For one thing, it is certain that their message was not the fact that Jesus went upward like a space shuttle blast-off in Cape Canaveral. The comment by a Russian Cosmonaut about not finding God in space is quite inappropriate. Heaven in the Bible is not a place you find in the sky. Besides, what is upward to us is downward in China anyway. An up-and-down definition about heaven does not make any sense at all. I pointed out to you some time ago, that in the Bible, heaven and the Kingdom of God are synonymous. When they spoke about heaven in the Bible, it means a realm of authority. It is the realm of God, where God”s will is the supreme authority. It does not have a notion of geographical place. It can be here, it can be there, it is everywhere where God rules.
Another interesting point is; the clouds took Jesus out of sight of the disciples. Cloud often indicates the presence of God in the Bible. God spoke to Moses out of the cloud, or descended in the cloud, or guided the Israelites in the desert with a pillar of clouds, or from the cloud a voice said "This is my Son, Beloved." etc. In other words, the disciples saw on the day of Ascension that Jesus Christ”s earthly appearance disappeared and joined God”s company.

====================

#### [Tasks to carry out]
A. Answer these questions about the passage on the Ascension:
(i) What two things does it say are synonymous in the Bible?
(ii) What does cloud often indicate in the Bible?
(iii) Who made the comment about not finding God in space?
B. Rewrite the passage on the Ascension starting with "For one thing, it" and going on through "where God rules.", with "Brazil" in place of "China".
The entries have nothing to do with the passage on the Ascension.

====================

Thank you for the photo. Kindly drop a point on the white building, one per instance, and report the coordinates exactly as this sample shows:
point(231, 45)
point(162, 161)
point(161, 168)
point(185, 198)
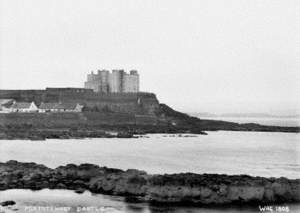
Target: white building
point(24, 107)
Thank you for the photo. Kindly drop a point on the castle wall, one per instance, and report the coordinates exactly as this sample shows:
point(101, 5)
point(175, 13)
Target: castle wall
point(132, 103)
point(115, 82)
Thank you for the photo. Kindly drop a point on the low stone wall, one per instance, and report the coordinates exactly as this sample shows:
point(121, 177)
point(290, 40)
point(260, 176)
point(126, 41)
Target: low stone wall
point(137, 103)
point(184, 188)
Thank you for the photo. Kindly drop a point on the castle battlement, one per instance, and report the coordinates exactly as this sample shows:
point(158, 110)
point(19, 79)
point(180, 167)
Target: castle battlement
point(116, 81)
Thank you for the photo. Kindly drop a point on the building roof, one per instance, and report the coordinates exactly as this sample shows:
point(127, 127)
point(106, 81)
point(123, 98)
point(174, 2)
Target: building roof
point(69, 106)
point(21, 105)
point(48, 105)
point(4, 102)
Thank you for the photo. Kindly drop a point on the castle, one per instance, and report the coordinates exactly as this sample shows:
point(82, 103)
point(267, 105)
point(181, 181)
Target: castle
point(117, 81)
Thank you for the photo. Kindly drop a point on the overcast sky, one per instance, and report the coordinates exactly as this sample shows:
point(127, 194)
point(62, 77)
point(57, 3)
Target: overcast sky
point(217, 56)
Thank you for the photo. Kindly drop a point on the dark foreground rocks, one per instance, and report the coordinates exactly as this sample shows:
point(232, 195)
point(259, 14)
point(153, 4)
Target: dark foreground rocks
point(186, 188)
point(7, 203)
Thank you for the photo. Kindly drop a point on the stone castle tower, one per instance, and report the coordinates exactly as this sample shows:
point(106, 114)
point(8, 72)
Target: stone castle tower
point(117, 81)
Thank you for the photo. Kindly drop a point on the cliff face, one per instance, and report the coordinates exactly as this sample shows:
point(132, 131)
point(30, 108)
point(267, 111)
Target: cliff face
point(139, 112)
point(176, 188)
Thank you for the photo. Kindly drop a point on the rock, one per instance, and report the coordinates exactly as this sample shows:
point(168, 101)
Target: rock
point(79, 190)
point(186, 188)
point(8, 203)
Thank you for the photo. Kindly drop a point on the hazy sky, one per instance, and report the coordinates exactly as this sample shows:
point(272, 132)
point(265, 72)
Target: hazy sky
point(204, 55)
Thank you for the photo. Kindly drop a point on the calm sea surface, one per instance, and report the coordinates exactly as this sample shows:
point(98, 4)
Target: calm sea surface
point(253, 153)
point(273, 121)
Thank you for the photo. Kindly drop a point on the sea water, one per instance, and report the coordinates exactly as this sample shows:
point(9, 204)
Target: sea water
point(222, 152)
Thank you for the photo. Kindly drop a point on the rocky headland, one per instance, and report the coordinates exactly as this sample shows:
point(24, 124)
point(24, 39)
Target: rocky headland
point(185, 188)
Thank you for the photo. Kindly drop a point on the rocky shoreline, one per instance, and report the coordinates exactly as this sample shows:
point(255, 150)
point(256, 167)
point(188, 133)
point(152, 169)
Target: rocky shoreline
point(185, 188)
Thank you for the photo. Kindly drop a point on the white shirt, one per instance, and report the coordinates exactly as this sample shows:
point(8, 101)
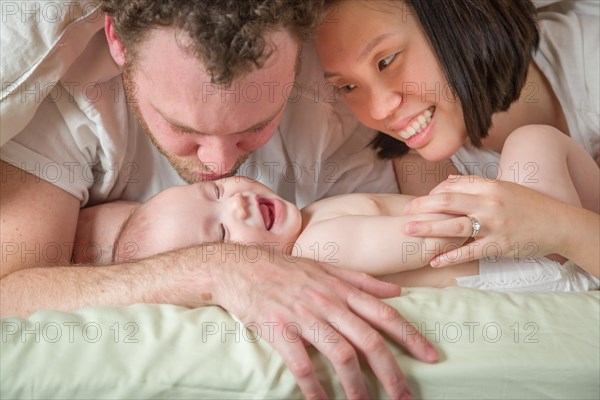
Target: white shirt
point(67, 122)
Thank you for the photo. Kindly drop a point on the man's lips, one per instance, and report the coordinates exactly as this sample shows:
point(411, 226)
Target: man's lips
point(267, 210)
point(211, 177)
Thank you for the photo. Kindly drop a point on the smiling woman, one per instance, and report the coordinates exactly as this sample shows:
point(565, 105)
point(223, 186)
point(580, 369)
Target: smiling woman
point(477, 69)
point(393, 61)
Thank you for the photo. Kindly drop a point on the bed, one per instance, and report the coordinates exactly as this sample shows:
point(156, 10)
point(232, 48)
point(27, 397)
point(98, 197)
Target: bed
point(493, 346)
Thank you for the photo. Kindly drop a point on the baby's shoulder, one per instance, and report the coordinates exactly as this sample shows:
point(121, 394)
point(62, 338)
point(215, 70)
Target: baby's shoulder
point(364, 204)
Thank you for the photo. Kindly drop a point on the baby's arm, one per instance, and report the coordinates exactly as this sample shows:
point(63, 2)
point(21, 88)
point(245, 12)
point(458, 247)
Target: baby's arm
point(97, 229)
point(376, 245)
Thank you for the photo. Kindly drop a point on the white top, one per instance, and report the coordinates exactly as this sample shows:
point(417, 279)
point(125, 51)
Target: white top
point(65, 120)
point(569, 58)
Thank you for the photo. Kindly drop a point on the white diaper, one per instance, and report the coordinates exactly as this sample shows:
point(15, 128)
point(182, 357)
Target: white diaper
point(538, 274)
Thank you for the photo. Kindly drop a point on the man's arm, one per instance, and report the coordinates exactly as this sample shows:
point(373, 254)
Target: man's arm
point(97, 230)
point(377, 245)
point(262, 288)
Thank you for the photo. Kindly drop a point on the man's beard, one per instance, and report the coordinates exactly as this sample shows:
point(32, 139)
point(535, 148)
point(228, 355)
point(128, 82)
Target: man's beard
point(190, 171)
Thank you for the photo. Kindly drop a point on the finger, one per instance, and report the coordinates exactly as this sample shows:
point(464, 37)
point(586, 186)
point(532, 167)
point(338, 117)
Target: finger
point(384, 317)
point(374, 349)
point(470, 252)
point(341, 354)
point(364, 282)
point(296, 358)
point(455, 227)
point(449, 203)
point(469, 184)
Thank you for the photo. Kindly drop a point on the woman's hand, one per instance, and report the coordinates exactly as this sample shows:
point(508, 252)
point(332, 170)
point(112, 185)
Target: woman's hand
point(515, 221)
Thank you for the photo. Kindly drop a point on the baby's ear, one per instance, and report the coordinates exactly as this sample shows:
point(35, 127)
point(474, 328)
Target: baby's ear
point(117, 50)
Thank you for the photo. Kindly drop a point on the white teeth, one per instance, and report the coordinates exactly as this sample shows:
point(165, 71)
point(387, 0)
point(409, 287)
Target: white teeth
point(419, 123)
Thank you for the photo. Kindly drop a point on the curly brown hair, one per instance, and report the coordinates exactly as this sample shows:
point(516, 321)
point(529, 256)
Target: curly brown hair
point(226, 35)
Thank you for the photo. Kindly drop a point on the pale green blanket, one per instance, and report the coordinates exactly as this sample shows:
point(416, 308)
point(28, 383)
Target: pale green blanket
point(494, 345)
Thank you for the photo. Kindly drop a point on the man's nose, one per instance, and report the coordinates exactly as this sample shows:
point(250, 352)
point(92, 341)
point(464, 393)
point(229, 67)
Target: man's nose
point(220, 155)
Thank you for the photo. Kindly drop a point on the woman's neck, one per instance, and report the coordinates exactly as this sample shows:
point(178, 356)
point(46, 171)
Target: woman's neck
point(537, 105)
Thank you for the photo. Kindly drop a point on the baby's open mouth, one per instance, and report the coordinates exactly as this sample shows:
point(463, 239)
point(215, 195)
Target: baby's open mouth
point(267, 209)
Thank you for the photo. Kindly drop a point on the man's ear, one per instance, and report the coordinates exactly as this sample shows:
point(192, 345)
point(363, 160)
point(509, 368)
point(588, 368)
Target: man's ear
point(114, 42)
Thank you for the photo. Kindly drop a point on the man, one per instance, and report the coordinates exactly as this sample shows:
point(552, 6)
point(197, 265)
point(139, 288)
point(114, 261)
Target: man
point(116, 105)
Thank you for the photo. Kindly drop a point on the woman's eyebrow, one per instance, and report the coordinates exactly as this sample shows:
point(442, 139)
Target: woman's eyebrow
point(372, 44)
point(364, 53)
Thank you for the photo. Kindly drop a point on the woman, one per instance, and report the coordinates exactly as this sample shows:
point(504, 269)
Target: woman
point(453, 79)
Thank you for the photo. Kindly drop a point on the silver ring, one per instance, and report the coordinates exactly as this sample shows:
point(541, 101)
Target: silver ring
point(476, 226)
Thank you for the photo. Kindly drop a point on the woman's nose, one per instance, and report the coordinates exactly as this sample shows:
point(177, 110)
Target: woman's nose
point(383, 102)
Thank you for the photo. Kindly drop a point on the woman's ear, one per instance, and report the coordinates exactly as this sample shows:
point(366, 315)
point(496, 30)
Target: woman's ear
point(114, 42)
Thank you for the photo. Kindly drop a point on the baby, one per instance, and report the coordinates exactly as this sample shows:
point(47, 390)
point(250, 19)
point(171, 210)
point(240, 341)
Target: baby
point(359, 231)
point(364, 232)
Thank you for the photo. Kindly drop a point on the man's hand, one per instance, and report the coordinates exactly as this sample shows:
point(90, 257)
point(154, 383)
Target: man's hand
point(331, 308)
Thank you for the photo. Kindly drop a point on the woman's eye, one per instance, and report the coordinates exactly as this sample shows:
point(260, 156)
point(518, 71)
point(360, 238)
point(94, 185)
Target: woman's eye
point(346, 88)
point(383, 64)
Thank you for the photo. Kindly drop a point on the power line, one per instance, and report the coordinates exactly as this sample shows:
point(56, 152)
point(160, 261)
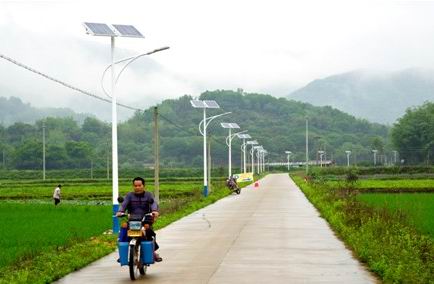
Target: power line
point(61, 82)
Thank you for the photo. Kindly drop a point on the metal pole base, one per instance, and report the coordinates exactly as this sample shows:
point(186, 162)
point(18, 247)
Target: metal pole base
point(115, 219)
point(205, 190)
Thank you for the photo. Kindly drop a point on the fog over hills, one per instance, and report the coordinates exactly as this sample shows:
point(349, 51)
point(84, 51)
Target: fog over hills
point(377, 97)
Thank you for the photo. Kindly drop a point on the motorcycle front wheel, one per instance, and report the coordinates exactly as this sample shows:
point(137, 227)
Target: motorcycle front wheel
point(135, 265)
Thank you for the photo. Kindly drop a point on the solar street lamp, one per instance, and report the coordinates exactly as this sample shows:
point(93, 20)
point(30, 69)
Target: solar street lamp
point(258, 149)
point(113, 31)
point(321, 153)
point(348, 158)
point(288, 153)
point(264, 152)
point(253, 143)
point(243, 148)
point(375, 156)
point(202, 129)
point(229, 138)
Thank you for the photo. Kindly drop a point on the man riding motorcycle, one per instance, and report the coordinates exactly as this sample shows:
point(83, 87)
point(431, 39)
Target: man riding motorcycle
point(139, 203)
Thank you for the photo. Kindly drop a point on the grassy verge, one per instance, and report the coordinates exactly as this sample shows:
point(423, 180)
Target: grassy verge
point(417, 208)
point(391, 248)
point(53, 263)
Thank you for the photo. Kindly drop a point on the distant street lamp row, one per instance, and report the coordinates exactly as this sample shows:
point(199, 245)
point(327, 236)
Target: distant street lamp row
point(260, 152)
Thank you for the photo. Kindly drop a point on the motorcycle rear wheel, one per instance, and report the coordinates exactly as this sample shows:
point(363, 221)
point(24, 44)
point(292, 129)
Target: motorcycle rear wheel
point(135, 265)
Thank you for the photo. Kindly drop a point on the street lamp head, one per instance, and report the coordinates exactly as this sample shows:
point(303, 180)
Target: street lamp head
point(244, 136)
point(204, 104)
point(229, 125)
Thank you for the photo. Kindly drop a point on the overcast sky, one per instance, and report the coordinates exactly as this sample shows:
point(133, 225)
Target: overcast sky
point(268, 46)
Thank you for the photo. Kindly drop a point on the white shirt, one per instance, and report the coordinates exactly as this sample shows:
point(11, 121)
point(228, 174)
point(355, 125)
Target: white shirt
point(56, 193)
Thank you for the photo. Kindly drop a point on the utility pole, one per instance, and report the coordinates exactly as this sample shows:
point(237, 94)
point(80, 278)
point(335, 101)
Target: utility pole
point(307, 146)
point(375, 157)
point(43, 149)
point(348, 158)
point(209, 165)
point(108, 161)
point(156, 157)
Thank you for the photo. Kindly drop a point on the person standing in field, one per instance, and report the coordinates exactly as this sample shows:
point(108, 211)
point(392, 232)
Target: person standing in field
point(56, 194)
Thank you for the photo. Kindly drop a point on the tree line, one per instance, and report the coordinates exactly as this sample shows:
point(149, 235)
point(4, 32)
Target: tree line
point(277, 123)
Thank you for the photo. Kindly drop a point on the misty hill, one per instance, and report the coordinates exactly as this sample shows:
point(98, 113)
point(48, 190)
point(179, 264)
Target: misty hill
point(14, 110)
point(377, 97)
point(277, 123)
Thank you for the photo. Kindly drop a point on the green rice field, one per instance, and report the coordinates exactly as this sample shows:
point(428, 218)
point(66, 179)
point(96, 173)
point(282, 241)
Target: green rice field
point(89, 190)
point(29, 229)
point(417, 207)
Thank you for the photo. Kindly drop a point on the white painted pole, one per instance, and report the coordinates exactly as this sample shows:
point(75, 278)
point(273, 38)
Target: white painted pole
point(307, 146)
point(230, 153)
point(115, 178)
point(205, 178)
point(43, 149)
point(253, 160)
point(244, 154)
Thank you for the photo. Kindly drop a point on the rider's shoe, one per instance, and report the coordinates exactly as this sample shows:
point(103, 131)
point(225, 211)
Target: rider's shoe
point(157, 258)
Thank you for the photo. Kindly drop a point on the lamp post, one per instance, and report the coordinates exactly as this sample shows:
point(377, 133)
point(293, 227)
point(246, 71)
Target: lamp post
point(258, 149)
point(243, 149)
point(253, 143)
point(229, 138)
point(202, 129)
point(375, 156)
point(307, 145)
point(348, 158)
point(321, 153)
point(288, 153)
point(395, 154)
point(264, 152)
point(113, 31)
point(43, 149)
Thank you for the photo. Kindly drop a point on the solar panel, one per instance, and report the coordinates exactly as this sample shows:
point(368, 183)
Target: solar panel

====================

#### [Replies]
A.
(i) Heaven and the Kingdom of God
(ii) The presence of God
(iii) A Russian Cosmonaut

B.
For one thing, it is certain that their message was not the fact that Jesus went upward like a space shuttle blast-off in Cape Canaveral. The comment by a Russian Cosmonaut about not finding God in space is quite inappropriate. Heaven in the Bible is not a place you find in the sky. Besides, what is upward to us is downward in Brazil anyway. An up-and-down definition about heaven does not make any sense at all. I pointed out to you some time ago, that in the Bible, heaven and the Kingdom of God are synonymous. When they spoke about heaven in the Bible, it means a realm of authority. It is the realm of God, where God”s will is the supreme authority. It does not have a notion of geographical place. It can be here, it can be there, it is everywhere where God rules.